* Texte:
::::

La décision du conseil constitutionnel sur la constitution européenne, avec dix jours d'avance sur le calendrier prévu, est tombée ce soir.
Rappel du contexte : avant toute ratification d'un traité, le président de la République peut demander au Conseil constitutionnel de vérifier si ce traité est conforme à la Constitution (française, donc) (art. 54 de la constitution). Le président de la République a saisi le conseil le 29 octobre.
Il aurait été très étonnant que le conseil n'estime pas nécessaire une révision de la Constitution, vu la portée du traité. Le verdict du Conseil n'est donc absolument pas une surprise. Ce qui est intéressant, ce sont donc les motivations de la décision et les points "où ça coince", selon le "CC".
- premier point. Le conseil estime que la primauté du droit
communautaire sur le droit national, affirmée par la constitution
européenne, n'est pas un problème, puisque la dénomination du traité
("traité établissant une constitution pour l'Europe") "est sans
incidence sur l'existence de la
Constitution française et sa place au sommet de l'ordre juridique
interne". La dénomination, certes, n'a pas d'incidence, mais le traité
prévoit explicitement que le droit de l'Union est supérieur au droit
national !!! Le raisonnement du conseil semble être le suivant, et se
tient après tout : avant, le droit communautaire était déjà supérieur
au droit français (sauf la Constitution), rien n'a changé.
Si
ce n'est qu'à mon avis, la Constitution française ne prime pas le droit
européen, mais c'est un très vaste débat, entre internationaliste,
publicitstes et européanistes.

::::

* Données fournies:
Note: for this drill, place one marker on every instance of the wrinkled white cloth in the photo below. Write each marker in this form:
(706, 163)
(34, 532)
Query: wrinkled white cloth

::::

* Actions à réaliser:
1. D'après le texte sur la décision du Conseil constitutionnel, à quelle date le président de la République a-t-il saisi le Conseil ?
2. Résumez en deux phrases le texte sur la décision du Conseil constitutionnel.
3. Poursuivez le texte sur la décision du Conseil constitutionnel à partir de sa dernière phrase.

* Réponses:
1. Le président de la République a saisi le Conseil le 29 octobre.

2. Le Conseil constitutionnel a rendu avec dix jours d'avance sa décision sur la constitution européenne, dont le président de la République l'avait saisi le 29 octobre, et ce verdict n'est pas une surprise vu la portée du traité. Le Conseil juge que la primauté du droit communautaire ne pose pas de problème, car la dénomination du traité est sans incidence sur la place de la Constitution française au sommet de l'ordre juridique interne.

3.
- second point. La charte des
droits fondamentaux (la deuxième partie du traité) n'est pas contraire
à la Constitution. Rien de bien exceptionnel, on s'en doutait.
- troisième point.
Les politiques. C'est là que ça commence à coincer. Selon le Conseil
constitutionnel, il y a certaines questions qui relèvent de la
souveraineté nationale et qui ne peuvent donc être transmises à
l'Europe sans réviser la Constitution (le contrôle aux frontières, la
coopération judiciaire, l'éventuel parquet européen), mais de façon
plus générale toutes les compétences déjà exercées par l'Union pour
lesquels il y a un changement dans les règles de majorité. Pose
également problème le fait que certaines compétences pourront voir
leurs règles de majorité changer, ainsi que la procédure de révision
simplifiée du traité (notamment parce que le Parlement français devrait
pouvoir s'y opposer, selon le Traité, alors que cette procédure
n'existe pas en droit constitutionnel français - mais ça, c'est la
faute au conseil constitutionnel qui croit que la constitution
française est supérieure à la constitution européenne).
Bref, une décision en demi-teinte qui risque de ne satisfaire personne :
-
les partisans du non-de-droite estimeront que le conseil
constitutionnel ne va pas assez loin dans ses critiques alors qu'on
brade la souveraineté nationale ;
- les partisans du oui estimeront
(c'est mon cas) que le conseil constitutionnel impose un tour de
passe-passe juridique en laissant croire que la constitution européenne
resterait subordonnée à la constitution française. Il faut rappeler ici
que depuis 1963 (oui, 1963 !!!) la cour de justice des communautés
européennes considère que le droit communautaire est supérieur au droit
national (en ce compris sa constitution).
- les critiques portent
essentiellement sur la troisième partie, sur les règles de majorité, et
absolument pas sur les nouveautés institutionnelles.
Cette question épineuse des relations entre les constitutions nationales et la constitution européenne sera le noeud des débats juridiques des prochaines années. Selon la réponse qu'on apportera, on se dirigera définitivement soit vers une Europe fédérale soit vers une Europe des nations. Le conseil constitutionnel a manqué une occasion d'affirmer que la Constitution était un pas vers le fédéralisme (mais sans doute ne le souhaite-t-il pas).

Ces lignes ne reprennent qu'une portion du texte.